▶ _Problem to work on_
Could you write the entries out again, exactly as they appear?

▶ _Supplied records_
□ □ □ □

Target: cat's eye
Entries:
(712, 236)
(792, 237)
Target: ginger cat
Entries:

□ □ □ □

▶ _Solution to this exercise_
Target: cat's eye
Entries:
(712, 236)
(792, 237)
Target: ginger cat
Entries:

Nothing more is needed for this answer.